WHAT TO WORK ON: Duplicate the lines of the data below word for word, from the line containing "Could you please indicate the painting" through the end of the data.

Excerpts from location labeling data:
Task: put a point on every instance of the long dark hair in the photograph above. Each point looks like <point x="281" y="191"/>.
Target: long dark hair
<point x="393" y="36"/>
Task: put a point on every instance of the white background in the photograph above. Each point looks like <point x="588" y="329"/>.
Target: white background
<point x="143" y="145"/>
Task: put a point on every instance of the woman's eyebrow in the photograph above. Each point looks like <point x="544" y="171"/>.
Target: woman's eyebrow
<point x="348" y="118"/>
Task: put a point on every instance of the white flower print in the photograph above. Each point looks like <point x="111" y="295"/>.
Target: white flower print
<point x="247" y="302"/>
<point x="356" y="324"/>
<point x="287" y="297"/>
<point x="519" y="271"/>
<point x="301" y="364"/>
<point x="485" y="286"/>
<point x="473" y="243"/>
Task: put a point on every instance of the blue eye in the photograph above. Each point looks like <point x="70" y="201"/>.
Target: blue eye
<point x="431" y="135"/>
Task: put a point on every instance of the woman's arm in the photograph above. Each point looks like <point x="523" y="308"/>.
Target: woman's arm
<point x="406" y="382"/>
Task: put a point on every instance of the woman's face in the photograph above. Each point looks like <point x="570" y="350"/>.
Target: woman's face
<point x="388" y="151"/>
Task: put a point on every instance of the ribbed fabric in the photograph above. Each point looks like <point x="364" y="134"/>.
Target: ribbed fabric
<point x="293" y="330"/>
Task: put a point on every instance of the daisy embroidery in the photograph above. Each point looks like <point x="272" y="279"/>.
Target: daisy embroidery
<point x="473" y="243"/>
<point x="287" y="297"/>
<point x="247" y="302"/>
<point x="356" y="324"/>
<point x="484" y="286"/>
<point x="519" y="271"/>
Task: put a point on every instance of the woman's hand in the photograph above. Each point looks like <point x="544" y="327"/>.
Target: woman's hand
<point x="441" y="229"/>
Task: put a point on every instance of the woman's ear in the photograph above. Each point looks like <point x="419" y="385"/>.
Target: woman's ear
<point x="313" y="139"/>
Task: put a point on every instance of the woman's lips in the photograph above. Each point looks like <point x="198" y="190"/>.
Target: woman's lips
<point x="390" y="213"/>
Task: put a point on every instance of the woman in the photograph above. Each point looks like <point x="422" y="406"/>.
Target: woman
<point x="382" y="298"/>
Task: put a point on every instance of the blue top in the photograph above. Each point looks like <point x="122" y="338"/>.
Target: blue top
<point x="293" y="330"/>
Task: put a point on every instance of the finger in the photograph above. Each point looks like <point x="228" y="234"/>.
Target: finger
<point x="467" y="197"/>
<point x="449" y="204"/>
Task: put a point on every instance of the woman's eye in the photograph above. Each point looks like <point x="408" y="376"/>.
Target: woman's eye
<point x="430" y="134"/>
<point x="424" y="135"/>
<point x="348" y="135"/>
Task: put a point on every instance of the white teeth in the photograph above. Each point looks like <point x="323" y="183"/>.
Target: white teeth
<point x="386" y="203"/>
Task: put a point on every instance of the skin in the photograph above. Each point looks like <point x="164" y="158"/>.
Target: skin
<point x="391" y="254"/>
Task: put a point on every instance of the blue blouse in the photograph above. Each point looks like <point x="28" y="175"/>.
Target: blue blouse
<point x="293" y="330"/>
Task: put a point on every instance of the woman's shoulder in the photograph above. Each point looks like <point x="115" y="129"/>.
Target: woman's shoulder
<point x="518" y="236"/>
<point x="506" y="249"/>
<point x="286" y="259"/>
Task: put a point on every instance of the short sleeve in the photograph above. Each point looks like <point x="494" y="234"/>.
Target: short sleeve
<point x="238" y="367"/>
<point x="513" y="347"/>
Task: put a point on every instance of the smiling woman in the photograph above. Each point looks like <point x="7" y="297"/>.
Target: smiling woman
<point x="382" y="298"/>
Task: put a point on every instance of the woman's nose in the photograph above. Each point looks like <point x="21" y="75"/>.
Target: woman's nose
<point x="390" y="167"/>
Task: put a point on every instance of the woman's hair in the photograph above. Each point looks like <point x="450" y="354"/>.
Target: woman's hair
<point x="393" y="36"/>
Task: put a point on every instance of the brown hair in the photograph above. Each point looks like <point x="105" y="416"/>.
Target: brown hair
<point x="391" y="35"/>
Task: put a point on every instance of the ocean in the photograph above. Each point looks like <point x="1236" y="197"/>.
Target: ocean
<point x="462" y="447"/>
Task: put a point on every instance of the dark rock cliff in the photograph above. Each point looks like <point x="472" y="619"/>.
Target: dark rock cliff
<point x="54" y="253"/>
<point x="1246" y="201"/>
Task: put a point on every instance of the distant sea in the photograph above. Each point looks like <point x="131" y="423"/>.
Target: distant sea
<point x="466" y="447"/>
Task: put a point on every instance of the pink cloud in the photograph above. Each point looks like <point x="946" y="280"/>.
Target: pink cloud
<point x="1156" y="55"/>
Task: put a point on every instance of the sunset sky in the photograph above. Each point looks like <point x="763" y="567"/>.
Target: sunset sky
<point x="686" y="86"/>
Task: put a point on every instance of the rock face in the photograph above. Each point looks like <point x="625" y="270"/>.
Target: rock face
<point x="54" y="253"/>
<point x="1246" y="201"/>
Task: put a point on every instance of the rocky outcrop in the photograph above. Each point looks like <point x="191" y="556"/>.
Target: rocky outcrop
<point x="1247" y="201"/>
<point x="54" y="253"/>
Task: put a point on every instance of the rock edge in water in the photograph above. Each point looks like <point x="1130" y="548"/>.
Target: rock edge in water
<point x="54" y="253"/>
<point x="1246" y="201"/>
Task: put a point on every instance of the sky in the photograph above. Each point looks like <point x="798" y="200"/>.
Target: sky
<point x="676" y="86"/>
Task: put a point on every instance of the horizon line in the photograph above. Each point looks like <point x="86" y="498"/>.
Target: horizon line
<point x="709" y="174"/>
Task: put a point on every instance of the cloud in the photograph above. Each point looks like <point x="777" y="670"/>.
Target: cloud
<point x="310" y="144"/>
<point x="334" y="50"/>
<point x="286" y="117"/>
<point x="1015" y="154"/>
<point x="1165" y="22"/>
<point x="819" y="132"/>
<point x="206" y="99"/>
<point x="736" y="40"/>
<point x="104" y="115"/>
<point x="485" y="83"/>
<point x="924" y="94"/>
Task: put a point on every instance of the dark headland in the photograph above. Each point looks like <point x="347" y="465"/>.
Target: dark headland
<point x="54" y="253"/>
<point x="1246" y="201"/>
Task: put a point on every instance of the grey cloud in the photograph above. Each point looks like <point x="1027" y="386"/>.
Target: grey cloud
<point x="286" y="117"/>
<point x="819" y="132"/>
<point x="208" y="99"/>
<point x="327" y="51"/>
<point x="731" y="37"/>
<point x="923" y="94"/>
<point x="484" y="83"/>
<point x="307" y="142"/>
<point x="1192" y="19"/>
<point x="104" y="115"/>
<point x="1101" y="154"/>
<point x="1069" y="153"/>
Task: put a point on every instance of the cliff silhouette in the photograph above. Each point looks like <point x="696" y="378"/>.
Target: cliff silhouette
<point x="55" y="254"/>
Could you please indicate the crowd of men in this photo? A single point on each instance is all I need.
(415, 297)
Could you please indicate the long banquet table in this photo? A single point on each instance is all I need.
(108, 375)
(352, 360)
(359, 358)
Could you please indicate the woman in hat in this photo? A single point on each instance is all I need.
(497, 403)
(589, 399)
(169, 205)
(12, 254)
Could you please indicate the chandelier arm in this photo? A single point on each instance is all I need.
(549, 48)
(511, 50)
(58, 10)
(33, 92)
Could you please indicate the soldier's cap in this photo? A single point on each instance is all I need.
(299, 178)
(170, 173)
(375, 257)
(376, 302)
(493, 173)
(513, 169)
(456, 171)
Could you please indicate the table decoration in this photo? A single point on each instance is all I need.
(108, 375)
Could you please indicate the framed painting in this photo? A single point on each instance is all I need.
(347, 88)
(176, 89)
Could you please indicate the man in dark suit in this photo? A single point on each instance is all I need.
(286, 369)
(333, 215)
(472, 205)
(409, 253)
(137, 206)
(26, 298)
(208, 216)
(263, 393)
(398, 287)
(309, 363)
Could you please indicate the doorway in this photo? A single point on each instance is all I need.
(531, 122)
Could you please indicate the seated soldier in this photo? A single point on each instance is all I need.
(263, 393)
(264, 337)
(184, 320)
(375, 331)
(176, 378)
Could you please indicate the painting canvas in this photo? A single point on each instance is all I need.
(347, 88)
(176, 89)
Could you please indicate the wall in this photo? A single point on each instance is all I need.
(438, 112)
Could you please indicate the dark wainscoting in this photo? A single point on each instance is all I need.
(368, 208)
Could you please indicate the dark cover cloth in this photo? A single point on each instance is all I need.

SOLUTION BELOW:
Could you please indicate the painting canvas in this photo? A single point on each instance is all I need.
(347, 88)
(176, 89)
Could you please indicate the wall in this photo? A single point on each instance is all I need.
(438, 112)
Could you please indicate the dark wainscoting in this photo? A single point on each instance is all I need.
(368, 208)
Could you please indicate the dark cover cloth in this photo? A single point on each instance is all I need.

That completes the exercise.